* **Activity list**
1. Please edit the article on the Pinterest positivity study: give its passage again starting at "Kara Manatt, executive" and ending at "their media buys.", with "advertisers" replaced by "marketers". Ignore the data that follows the article.
2. In the article on the Pinterest positivity study, how much did brand favourability rise for ads next to content on "positive platforms"? Do not use the data after the article.
3. Write the next part of the article on the Pinterest positivity study, continuing after its last sentence. Leave the data that follows it aside.

* **Given text**
‘Positive’ platforms improve purchase intent, Pinterest says

Online platforms viewed as “positive” experiences by consumers amplify advertising performance, according to a new study from Pinterest and IPG Mediabrands’ media investment arm Magna.
The Positivity Performs: Ad Environments’ Critical Role in Media Planning report found that ads adjacent to content on “positive platforms” resulted in increased purchase intent (+35%), brand favourability (+49%) and brand preference (+44%).
Research subjects were also twice as likely to trust the exact same ad when they felt positively about its contextual environment than when they didn’t, and nearly twice as likely (+94%) to buy the product or service during future shopping.
Beth Horn, Pinterest’s UK managing director, commented: “Brands no longer have to choose between a positive platform and one that performs — they can be one and the same.”
“Positivity” can be a subjective phenomenon. The Media Leader understands that research subjects were not only asked via a survey whether they perceived their time on a given platform as positive, but the study also utilised facial-, eye- and brain-tracking to discern subjects’ emotional responses and attention to different online environments.
Individuals surveyed were found to be 20% more emotionally engaged with content they saw on platforms they perceived to be positive. They also spent 15% more time looking at ads in such environments.
Kara Manatt, executive vice-president, intelligence solutions, at Magna, suggested that the research could give advertisers a “competitive edge”, adding the study “shows what audiences may experience whenever they log on to positive social media, how that impacts brands and why prioritising this could benefit both”.
Through running media mix modelling (MMM) simulations, the report estimated that the same creative and finite budget would lead to a 24% increase in sales when brands incorporated positivity, alongside viewability, into their media buys.

* **Provided data**
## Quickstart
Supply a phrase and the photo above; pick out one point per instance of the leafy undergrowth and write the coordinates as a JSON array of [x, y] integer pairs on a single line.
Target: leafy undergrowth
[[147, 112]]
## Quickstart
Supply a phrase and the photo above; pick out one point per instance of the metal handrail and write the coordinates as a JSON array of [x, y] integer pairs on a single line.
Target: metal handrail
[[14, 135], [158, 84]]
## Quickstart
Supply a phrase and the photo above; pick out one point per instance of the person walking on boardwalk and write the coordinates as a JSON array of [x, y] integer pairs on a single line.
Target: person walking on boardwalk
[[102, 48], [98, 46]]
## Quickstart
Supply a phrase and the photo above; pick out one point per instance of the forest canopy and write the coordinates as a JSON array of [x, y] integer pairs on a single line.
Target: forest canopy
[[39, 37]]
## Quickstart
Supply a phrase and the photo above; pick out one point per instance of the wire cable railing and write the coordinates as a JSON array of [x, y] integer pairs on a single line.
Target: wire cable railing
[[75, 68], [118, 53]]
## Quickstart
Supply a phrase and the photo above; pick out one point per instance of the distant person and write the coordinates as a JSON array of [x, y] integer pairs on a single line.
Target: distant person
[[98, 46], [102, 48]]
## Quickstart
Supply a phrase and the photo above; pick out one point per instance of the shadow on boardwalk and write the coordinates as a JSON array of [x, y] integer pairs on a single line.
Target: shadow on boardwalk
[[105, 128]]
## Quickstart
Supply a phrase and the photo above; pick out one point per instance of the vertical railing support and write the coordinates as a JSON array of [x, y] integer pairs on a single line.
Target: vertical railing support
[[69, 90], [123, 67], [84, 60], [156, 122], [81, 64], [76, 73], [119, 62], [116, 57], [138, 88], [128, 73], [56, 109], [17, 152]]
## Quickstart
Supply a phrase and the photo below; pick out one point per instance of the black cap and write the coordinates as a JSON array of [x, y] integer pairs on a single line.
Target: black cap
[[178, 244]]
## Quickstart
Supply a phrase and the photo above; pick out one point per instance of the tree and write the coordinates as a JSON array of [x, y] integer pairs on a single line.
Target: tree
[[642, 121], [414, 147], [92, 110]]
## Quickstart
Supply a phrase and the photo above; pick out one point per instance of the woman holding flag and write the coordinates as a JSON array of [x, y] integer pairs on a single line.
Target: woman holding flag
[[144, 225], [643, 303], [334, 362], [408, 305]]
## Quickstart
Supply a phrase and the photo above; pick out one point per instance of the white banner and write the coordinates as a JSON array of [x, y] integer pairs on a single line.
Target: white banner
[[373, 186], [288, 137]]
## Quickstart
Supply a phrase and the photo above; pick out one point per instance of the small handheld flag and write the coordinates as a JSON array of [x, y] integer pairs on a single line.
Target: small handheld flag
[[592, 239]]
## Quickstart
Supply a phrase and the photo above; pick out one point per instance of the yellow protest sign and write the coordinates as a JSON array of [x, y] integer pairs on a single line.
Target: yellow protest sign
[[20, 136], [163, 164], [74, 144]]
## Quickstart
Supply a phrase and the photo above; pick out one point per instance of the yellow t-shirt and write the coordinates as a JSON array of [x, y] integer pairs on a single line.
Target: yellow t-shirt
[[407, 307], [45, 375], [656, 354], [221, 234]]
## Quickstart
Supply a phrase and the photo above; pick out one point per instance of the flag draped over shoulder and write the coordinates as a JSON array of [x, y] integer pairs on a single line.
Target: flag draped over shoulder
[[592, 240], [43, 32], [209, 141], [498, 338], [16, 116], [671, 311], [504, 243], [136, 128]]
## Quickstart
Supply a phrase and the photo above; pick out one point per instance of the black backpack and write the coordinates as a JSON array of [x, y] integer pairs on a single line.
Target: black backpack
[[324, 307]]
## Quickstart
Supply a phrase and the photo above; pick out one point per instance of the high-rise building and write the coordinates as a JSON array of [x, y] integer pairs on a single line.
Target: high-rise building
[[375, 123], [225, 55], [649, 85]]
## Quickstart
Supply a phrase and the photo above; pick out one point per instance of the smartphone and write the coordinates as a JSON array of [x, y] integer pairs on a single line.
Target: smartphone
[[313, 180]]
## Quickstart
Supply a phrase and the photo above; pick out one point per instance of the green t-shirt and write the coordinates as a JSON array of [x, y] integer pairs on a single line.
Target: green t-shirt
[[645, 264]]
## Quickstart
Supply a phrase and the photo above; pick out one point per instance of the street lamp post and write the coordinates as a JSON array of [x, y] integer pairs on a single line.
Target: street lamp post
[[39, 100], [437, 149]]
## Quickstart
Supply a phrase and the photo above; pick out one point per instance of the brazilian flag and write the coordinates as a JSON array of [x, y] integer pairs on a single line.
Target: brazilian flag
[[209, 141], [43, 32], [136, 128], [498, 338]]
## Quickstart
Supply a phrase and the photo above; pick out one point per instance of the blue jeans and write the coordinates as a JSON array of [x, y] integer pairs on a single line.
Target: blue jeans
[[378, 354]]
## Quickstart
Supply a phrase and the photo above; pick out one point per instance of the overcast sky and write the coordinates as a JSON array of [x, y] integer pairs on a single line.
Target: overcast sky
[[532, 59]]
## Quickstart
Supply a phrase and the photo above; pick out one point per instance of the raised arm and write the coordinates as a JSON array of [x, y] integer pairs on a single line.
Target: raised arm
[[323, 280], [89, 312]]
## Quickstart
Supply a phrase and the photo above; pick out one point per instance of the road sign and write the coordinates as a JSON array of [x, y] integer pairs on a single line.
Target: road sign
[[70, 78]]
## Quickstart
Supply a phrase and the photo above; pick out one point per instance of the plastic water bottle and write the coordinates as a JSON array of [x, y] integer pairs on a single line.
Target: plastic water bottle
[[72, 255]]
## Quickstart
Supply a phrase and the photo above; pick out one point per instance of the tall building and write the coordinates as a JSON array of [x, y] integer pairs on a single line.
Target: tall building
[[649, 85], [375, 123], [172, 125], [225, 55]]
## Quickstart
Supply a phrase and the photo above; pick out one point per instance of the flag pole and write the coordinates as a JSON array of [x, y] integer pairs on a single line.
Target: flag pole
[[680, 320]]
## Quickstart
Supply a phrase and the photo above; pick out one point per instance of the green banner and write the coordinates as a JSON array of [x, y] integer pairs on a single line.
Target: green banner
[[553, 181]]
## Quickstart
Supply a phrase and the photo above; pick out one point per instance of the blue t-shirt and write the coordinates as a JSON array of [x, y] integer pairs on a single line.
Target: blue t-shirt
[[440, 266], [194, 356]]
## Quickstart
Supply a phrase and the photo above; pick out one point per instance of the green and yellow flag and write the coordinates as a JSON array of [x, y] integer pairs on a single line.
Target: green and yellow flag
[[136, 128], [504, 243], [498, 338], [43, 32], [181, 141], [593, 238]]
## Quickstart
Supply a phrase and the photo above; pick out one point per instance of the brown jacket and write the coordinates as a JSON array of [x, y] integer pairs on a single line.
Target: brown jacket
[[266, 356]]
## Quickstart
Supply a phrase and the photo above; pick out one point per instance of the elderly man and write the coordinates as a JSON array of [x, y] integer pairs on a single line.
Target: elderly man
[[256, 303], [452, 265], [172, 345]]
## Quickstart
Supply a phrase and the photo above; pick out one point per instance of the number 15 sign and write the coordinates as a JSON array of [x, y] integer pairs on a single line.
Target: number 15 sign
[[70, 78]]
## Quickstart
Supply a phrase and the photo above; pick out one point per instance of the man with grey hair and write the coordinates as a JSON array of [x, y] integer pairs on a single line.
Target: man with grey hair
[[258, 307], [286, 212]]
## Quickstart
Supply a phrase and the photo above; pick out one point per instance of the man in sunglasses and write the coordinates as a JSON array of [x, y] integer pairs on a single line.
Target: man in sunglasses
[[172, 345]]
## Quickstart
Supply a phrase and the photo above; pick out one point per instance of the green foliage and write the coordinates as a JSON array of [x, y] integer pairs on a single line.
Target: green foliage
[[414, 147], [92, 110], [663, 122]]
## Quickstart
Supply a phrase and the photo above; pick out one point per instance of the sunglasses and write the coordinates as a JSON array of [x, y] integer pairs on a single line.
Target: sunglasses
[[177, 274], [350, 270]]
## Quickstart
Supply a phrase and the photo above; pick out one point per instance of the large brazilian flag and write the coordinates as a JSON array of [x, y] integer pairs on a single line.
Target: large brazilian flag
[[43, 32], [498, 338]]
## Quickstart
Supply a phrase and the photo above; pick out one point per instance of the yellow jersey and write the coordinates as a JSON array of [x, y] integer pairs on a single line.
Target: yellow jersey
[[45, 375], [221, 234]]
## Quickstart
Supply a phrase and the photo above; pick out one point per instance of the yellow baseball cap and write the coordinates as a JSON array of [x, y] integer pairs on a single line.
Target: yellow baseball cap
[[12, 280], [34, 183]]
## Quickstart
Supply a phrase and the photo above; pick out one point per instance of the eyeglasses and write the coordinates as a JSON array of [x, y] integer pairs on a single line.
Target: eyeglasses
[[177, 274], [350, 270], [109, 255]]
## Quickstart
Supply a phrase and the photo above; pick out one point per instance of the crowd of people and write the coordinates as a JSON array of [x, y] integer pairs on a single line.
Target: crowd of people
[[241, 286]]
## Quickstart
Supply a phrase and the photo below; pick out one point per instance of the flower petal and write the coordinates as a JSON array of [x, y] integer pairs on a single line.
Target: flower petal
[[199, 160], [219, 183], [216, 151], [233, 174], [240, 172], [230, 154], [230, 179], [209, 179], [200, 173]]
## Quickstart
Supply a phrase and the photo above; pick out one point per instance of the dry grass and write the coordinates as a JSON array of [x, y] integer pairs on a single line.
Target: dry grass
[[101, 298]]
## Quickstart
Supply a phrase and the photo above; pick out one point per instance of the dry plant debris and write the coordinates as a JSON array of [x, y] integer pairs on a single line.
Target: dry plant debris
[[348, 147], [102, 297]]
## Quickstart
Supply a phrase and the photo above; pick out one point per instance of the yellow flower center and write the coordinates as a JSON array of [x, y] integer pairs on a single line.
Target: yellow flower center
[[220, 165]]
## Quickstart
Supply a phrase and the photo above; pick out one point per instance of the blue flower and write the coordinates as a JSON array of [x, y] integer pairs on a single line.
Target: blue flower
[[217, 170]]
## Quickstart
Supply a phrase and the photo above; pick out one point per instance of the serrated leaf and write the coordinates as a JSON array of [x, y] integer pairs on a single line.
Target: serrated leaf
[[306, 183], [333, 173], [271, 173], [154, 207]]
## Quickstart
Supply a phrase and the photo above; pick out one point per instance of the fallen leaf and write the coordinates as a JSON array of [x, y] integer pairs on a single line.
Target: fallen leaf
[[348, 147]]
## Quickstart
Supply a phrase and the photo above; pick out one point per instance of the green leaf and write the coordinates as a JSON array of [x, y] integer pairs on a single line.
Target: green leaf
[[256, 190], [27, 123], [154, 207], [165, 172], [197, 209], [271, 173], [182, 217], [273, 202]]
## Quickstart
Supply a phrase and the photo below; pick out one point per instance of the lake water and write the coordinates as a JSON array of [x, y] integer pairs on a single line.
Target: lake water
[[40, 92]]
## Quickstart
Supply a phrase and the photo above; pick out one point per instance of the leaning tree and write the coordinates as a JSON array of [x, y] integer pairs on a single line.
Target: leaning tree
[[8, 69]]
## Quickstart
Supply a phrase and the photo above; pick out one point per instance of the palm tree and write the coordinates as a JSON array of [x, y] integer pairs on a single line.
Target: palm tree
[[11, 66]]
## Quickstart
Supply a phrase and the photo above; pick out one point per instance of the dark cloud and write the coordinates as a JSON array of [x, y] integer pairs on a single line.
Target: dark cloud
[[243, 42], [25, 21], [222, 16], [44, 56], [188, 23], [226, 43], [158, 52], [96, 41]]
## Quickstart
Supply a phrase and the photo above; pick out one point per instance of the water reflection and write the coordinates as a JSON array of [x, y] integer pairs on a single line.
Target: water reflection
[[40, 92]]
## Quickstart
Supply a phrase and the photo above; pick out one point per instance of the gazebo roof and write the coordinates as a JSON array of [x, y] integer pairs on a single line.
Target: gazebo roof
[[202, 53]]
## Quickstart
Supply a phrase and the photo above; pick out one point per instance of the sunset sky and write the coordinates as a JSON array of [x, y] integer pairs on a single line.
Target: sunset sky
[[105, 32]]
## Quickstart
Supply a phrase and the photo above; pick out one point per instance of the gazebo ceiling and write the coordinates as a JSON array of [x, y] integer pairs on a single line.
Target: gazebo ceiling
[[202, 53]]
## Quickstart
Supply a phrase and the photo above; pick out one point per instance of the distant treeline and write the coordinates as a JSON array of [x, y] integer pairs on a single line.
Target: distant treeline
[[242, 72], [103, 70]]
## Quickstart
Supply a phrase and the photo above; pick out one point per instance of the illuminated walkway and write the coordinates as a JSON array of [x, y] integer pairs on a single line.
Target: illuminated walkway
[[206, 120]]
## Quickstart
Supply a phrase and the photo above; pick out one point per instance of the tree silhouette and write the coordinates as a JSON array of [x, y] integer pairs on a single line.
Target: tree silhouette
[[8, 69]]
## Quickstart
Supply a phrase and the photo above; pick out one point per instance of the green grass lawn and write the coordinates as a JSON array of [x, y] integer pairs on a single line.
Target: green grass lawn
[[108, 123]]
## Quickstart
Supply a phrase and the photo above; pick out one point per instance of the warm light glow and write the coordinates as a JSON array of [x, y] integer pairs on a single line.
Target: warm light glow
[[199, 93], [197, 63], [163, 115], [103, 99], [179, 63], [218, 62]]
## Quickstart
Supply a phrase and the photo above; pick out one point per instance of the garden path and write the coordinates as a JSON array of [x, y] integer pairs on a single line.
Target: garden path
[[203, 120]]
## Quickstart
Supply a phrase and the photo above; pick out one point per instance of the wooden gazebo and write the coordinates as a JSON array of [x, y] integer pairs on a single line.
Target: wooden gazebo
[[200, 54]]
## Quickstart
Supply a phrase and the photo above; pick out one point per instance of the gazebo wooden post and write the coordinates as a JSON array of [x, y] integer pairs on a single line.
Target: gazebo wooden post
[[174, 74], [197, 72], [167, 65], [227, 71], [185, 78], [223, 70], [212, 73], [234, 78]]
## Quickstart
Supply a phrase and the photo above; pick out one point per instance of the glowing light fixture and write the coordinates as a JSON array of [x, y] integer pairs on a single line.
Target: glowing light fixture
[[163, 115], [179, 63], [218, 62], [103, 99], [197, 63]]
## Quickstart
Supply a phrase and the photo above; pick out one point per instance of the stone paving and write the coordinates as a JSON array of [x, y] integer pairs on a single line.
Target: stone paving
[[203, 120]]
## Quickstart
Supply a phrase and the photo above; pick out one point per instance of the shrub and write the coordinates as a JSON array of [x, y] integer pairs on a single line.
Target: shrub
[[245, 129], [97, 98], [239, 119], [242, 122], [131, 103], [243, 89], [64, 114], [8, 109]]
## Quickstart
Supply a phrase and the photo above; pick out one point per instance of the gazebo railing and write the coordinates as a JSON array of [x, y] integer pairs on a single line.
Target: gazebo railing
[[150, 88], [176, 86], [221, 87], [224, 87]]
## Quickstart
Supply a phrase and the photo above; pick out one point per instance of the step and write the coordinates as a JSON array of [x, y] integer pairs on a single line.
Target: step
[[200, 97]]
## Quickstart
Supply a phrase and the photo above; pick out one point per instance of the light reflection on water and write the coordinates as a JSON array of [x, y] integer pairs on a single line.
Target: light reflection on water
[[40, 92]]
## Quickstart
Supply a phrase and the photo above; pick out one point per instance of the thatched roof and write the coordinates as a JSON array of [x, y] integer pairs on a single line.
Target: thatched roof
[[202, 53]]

* **Answer list**
1.
Kara Manatt, executive vice-president, intelligence solutions, at Magna, suggested that the research could give marketers a “competitive edge”, adding the study “shows what audiences may experience whenever they log on to positive social media, how that impacts brands and why prioritising this could benefit both”.
Through running media mix modelling (MMM) simulations, the report estimated that the same creative and finite budget would lead to a 24% increase in sales when brands incorporated positivity, alongside viewability, into their media buys.

2. It rose by 49%.

3.
Horn added that the research shows “consumers don’t just prefer platforms that drive a positive experience like Pinterest, but they’re more likely to take action and engage with ads they see in these environments”.
Pinterest has long sought to prove that positive social platforms drive as good, if not better, business results as incumbent social media platforms owned by the likes of Meta and ByteDance.
At last year’s Pinterest Presents event, vice-president of performance Matt Crystal explained the platform wants to be a “refuge from the toxicity of social media”. CEO Bill Ready has also publicly staked the success of the business on helping solve the mental health crisis associated with social media. He previously told advertisers that if Pinterest does not succeed in its pledge to inspire a more positive and inclusive online experience with its design choices, brands should stop advertising on it.
In February, Pinterest’s EMEA sales lead argued in an op-ed in The Media Leader that, although distrust and division can drive “engagement via enragement”, ultimately “anger is a not a long-term strategy” because it eventually drives users away and provides a poor environment for advertisers.
The report is released on the same day that cinema sales house Digital Cinema Media released its own study finding advertising in certain media environments also impacts brands’ pricing power.